## Extrait du document
==================================================

Stéphanie DUROI : « Les femmes savent que des procédures existent et qu’elles ne doivent plus se taire » – OUEST FRANCE

Stéphanie Duroi, avocate à Quimper (Finistère), constate une augmentation des affaires de violences faites aux femmes. La raison : la libération de la parole après la vague Metoo. Elle donne des conseils aux victimes et évoque ce qui pourrait être amélioré.

En tant qu’avocate, constatez-vous une augmentation des affaires de violences faites aux femmes ?

Oui, il y a plus d’affaires qui arrivent au tribunal dans le domaine des violences faites aux femmes ou aux enfants. Cela veut dire que la parole s’est libérée. Il faut aider les victimes, qui sont majoritairement des femmes, dès les premiers coups. Elles savent que des procédures existent et qu’elles ne doivent plus se taire. Les associations y sont aussi pour quelque chose. C’est moins stigmatisant qu’avant d’aller porter plainte.

Dans ce genre d’affaire, à quoi sert un avocat ?

Quand il y a violence, les premiers interlocuteurs sont souvent les médecins et notamment les services d’urgence. Ensuite, vient l’étape cruciale du dépôt de plainte. Il est important d’être soutenue par un avocat au plus tôt. Cela permet de porter la parole de la victime. Quand une personne est sous emprise, elle n’a pas toujours la force ou la faculté d’exposer ce qu’elle a subi. Être assisté évite de se laisser déborder par les émotions. Et pour faire valoir ses droits, il faut bien connaître la législation. Un avocat est là pour exposer les faits et demander des indemnités selon le préjudice subi. Quand, par exemple, il n’y a pas de violence physique, les victimes ont tendance à minimiser les faits. Or, le délit de harcèlement moral existe depuis 2010.

Justement, ce délit étant plus récent, les affaires de harcèlement moral aboutissent-elles ?

De plus en plus. Je constate que les médecins font des certificats avec des ITT (incapacité totale de travail) en cas de détresse morale. Et c’est un élément qui pèse surtout quand il n’y a pas de trace visible d’une violence. Dans certains dossiers, les témoignages des proches ou des amis sont également essentiels. Le harcèlement, ce n’est pas seulement des SMS reçus, c’est tout ce qui peut dégrader les conditions de vie d’une personne. Et notamment des personnes qui, dans leur quotidien, sont constamment critiquées ou rabaissées.

D’après vous, que faut-il changer en priorité pour améliorer la prise en charge des victimes ?

==================================================

## Entrées fournies

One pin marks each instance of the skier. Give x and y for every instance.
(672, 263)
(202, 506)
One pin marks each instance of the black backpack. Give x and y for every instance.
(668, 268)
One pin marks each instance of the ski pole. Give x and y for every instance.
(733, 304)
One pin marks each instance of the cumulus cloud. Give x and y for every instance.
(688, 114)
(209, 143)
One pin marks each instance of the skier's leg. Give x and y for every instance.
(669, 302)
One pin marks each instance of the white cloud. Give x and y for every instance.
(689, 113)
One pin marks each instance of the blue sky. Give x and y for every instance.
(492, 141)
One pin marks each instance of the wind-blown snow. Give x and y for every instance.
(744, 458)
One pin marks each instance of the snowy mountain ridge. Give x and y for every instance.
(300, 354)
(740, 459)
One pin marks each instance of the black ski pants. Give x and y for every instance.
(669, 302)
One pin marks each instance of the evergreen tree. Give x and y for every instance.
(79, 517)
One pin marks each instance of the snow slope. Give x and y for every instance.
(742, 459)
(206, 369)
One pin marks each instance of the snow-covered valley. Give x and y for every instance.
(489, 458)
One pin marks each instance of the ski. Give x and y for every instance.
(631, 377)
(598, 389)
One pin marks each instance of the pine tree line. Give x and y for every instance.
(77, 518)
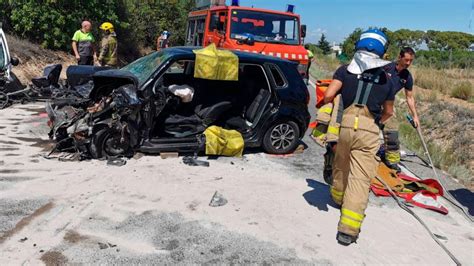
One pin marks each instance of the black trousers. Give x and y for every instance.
(86, 60)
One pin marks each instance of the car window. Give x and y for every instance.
(2, 56)
(176, 68)
(280, 81)
(144, 67)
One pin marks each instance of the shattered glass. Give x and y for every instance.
(144, 67)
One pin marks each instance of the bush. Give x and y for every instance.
(462, 90)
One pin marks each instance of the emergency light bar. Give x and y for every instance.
(290, 8)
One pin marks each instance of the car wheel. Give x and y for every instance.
(3, 100)
(281, 138)
(108, 142)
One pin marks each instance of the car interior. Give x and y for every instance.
(230, 104)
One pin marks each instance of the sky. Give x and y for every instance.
(338, 18)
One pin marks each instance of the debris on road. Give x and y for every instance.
(193, 161)
(103, 245)
(166, 155)
(116, 161)
(217, 200)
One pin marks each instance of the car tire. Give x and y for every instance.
(107, 143)
(281, 138)
(4, 99)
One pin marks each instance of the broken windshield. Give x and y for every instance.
(265, 27)
(144, 67)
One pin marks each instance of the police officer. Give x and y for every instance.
(367, 97)
(108, 47)
(402, 79)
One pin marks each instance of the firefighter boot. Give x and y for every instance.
(345, 239)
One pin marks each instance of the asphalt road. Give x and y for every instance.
(157, 211)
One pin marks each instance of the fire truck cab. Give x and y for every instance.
(248, 29)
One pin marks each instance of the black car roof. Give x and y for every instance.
(243, 56)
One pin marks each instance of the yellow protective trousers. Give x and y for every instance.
(354, 166)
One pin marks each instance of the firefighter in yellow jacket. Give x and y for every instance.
(108, 47)
(367, 97)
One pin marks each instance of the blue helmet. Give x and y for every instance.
(374, 41)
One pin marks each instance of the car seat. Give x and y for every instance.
(245, 122)
(183, 126)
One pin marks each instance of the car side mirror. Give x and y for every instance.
(303, 31)
(14, 61)
(214, 23)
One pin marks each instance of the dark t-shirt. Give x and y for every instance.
(400, 80)
(381, 91)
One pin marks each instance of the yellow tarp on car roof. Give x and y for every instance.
(215, 64)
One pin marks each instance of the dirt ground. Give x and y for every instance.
(155, 210)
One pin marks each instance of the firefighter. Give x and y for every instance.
(163, 40)
(310, 58)
(367, 97)
(108, 47)
(402, 79)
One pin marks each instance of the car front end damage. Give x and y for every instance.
(111, 118)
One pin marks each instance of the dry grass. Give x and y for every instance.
(33, 58)
(446, 81)
(462, 90)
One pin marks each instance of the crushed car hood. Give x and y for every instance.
(108, 80)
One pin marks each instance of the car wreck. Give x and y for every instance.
(159, 103)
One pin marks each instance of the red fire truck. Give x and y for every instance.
(248, 29)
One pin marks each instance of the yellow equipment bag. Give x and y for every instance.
(225, 142)
(215, 64)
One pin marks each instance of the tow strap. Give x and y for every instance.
(405, 207)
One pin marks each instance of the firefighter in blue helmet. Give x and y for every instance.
(163, 40)
(367, 95)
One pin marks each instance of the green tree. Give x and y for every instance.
(323, 44)
(52, 23)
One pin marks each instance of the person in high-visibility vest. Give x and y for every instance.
(367, 97)
(108, 47)
(402, 79)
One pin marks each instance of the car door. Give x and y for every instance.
(4, 55)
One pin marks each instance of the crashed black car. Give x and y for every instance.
(155, 105)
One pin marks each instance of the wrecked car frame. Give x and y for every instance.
(134, 109)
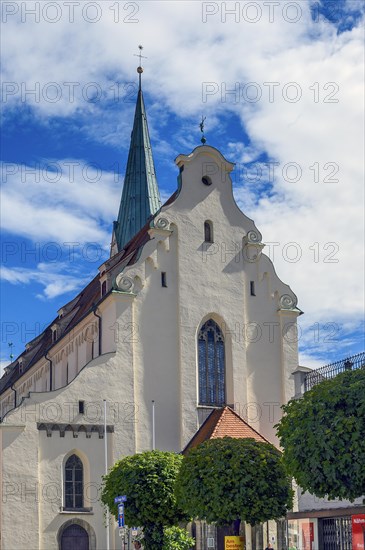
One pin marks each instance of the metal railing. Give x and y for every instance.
(331, 370)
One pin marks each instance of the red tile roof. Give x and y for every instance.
(224, 422)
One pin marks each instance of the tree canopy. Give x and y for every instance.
(226, 479)
(323, 436)
(148, 481)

==================================================

## Travail demandé
A) Répondez aux questions suivantes d'après l'entretien avec Stéphanie Duroi :
(i) Dans quelle ville Stéphanie Duroi exerce-t-elle comme avocate ?
(ii) Depuis quelle année le délit de harcèlement moral existe-t-il ?
(iii) Que signifie le sigle ITT ?
B) Donnez la suite de l'entretien avec Stéphanie Duroi sur les violences faites aux femmes.

## Résultats de l'exercice
A)
(i) À Quimper (Finistère).
(ii) Depuis 2010.
(iii) Incapacité totale de travail.

B)
L’accueil au moment du dépôt de plainte. Des efforts ont été faits mais il y a encore des victimes à qui on demande d’aller dans une autre gendarmerie ou un autre commissariat car on ne peut pas prendre leur plainte tout de suite. Si on ne les écoute pas au moment où elles poussent la porte, il y a une chance sur deux pour qu’elles ne reviennent jamais. Il faut que les victimes soient prises en charge par un professionnel formé. D’abord, parce que cette étape, essentielle et unique, ne s’improvise pas : il faut réassurer, prendre du temps, recueillir tous les éléments et orienter vers d’autres partenaires, si besoin. Il y a eu des progrès depuis dix ans : je n’entends plus, dans les commissariats, que le viol entre époux n’existe pas. Mais il reste tant à faire.

Est-il nécessaire de mettre en place de nouveaux dispositifs législatifs ?

Non, pour moi, on a assez de lois comme ça. Le problème, c’est que la justice n’a pas les moyens financiers d’appliquer ce qui existe déjà. Prenez le bracelet électronique ou le téléphone grand danger. Il n’y en a pas assez. Et les ordonnances de protection sont très peu utilisées. Bref, le budget ne suit pas. Les lois, ce sont des cache-misère pour faire oublier que l’on n’a pas l’argent pour appliquer les dispositifs existants. Au Canada, par exemple, des groupes de parole sont créés pour accompagner les auteurs de violences afin d’éviter les récidives. Ils n’agissent pas seulement sur les symptômes, mais aussi sur la cause en soignant et en éduquant les auteurs de violences. En France, on en est encore loin.